_TASK REQUIREMENTS_:
[A] In the personal finance talk, what correlation with the equity market did the Morningstar US High-Yield Bond index have over the past few years?
[B] Carry on the personal finance talk after its final sentence.

_GIVEN TEXT_:
--------------------------------

Number three, high-yield bonds don’t make the best portfolio diversifier either. Now, remember, high-yield is just another word for junk bonds. But over the past few years, when you look at the Morningstar US High-Yield Bond index, its correlation was over 0.8 with the equity market. So not only do they move often in tandem with stocks, but they have much less defensiveness than other bonds, and are far more sensitive to economic stress. And my second to last bullet point here on diversification is that international stocks from developed markets have provided modest diversification benefits in recent years. I’m a believer in globally diversifying to protect yourself. Yes, the US stock market is the 800 pound gorilla. Yes, we make up more than 50% of the entire global market capitalization. Some of the best companies in the world are here in the United States. We’ve had a phenomenal run over the last decade plus.

But when you look at the ’80s, international one, the ’90s, the US one, the 2000s, international one, the 2010s, US one. Very cyclical. And so again, if diversification’s purpose is to minimize your overall catastrophic risk, international stocks provide that. And finally, commodities, including gold, can provide compelling diversification benefits, although performance has been very weak. You know what also provides good diversification benefits, throwing half your money on red at a roulette wheel in Vegas. It’s not correlated with US large cap stocks, yes, but it doesn’t improve your expected outcomes. Ultimately, though, portfolio diversification doesn’t have to be complicated. And a great financial advisor who understands your goals, your time horizons, your risk tolerance, your tax strategies, your estate planning objectives can help you define the asset allocation, that colorful pie chart, that provides you with the highest probability of success.

This week’s one simple task is to get your digital assets in order. Now, while a social media update might be the least of your concerns while preparing your affairs, we are in an age of an online footprint, and it’s a great idea to sit down and make a list of all your digital logins, all your passwords, so that if anything happens to you, your loved ones can access important pieces of your plan. Consider some of these apps and websites within different categories, just between messaging and social media, Facebook, Twitter, Instagram, Pinterest, TikTok, Snapchat, wherever else people are congregating, maybe LinkedIn, I don’t know, that’s the only one that I have, is LinkedIn. And then transactions and banking are very important. PayPal, Venmo, Cash App, online banking, and lastly, email. Many of your regular bills will come if you’re signed up for electronic delivery with a notification to your email, and that can be extremely helpful for anyone trying to handle your affairs in the event that you are incapacitated or unexpectedly pass away.

--------------------------------

_Records from a data source_:
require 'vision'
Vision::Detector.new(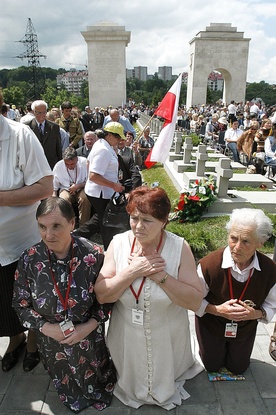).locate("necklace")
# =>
[129,231,163,305]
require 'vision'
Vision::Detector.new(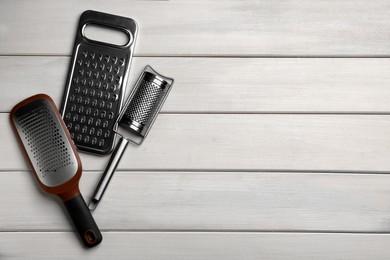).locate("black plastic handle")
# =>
[64,194,103,247]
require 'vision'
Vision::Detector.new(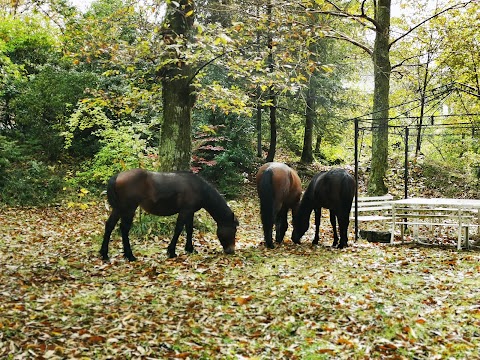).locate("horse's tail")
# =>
[258,169,275,229]
[107,174,118,208]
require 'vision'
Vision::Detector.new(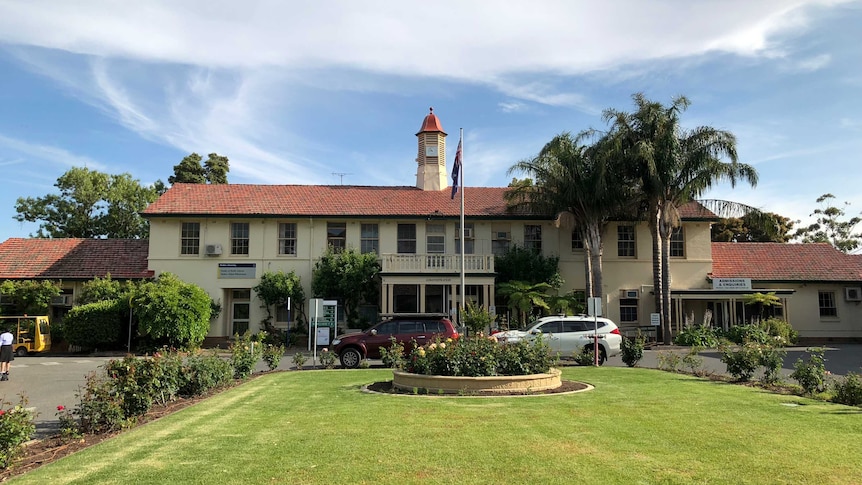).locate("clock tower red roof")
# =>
[416,108,446,135]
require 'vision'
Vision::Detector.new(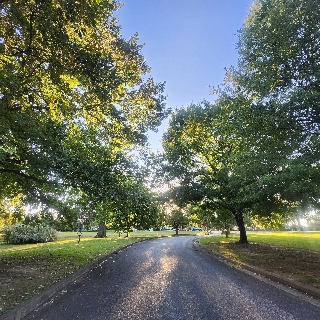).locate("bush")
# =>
[2,224,57,244]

--------------------------------

_ANSWERS PER TASK_:
[A] Over 0.8.

[B]
Once you have that complete list, give someone you trust the authority to access those digital assets in the event something happens to you, so that they can act according to your instructions. There’s a link on the radio page of our website to view all of 2024’s simple tasks so that you’re in a better position than you were at the beginning of 2024. It’s time for listener questions, and one of my producers, Lauren, is here to read those questions. Hey, Lauren, a lot of questions, let’s see how many we can get through. Who do we have up first?

Lauren Newman: Sure. First up, we’ve got Rob in Austin, Texas. “Can you weigh in on this situation? We’re currently in our 40s and plan to retire early, around 55. At this point, our kids will both be in college. We have about 250,000 saved in a trust, and 700,000 in retirement accounts. We also have a pension that goes into effect at 57. What is the best way to pay for our children’s education and retirement when we will not have access to our funds initially?”

John: Rob, the best part of this is you’re asking in your 40s. Without knowing your exact tax bracket, I would stop funding deferred accounts, and instead, begin maxing out the Roth side of your 401(k). Because liquidity is going to be important, and you already have 700 grand deferred in retirement accounts, if that doubles over the next 10 years prior to you retiring, that’ll be near one and a half million dollars. So you’re trying to build up balances in accounts that are more accessible and provide more tax diversification. When you do retire, do not roll your 401(k) blindly out into an IRA. Bunch of the annuity salespeople out there masquerading as financial advisors are like, “Well, this annuity is amazing. You can’t do it inside of your 401(k), roll it out so we can do this annuity.” Well, that could be a big mistake because most retirement plans allow penalty free withdrawals in your mid-50s.

You don’t have to wait to 59 and a half as you do with an individual retirement agreement those IRAs. I would also start funding a 529 account to have some tax-advantaged dollars to pay for college expenses. To summarize, Rob, I would find a great advisor that’s experienced. If you don’t have a plan already built out, get one, view all of your projections based upon assumed college costs, retirement income needs, your current savings rate, and if you’re not sure where to turn, here at Creative Planning, we could map out and systematize the next 10 to 15 years, and reverse engineer exactly what needs to happen so that you’re well positioned at 55 years old. If you’d like to schedule that, we have multiple offices there in Texas and you can request that visit at creativeplanning.com/radio. All right, Lauren, who’s next?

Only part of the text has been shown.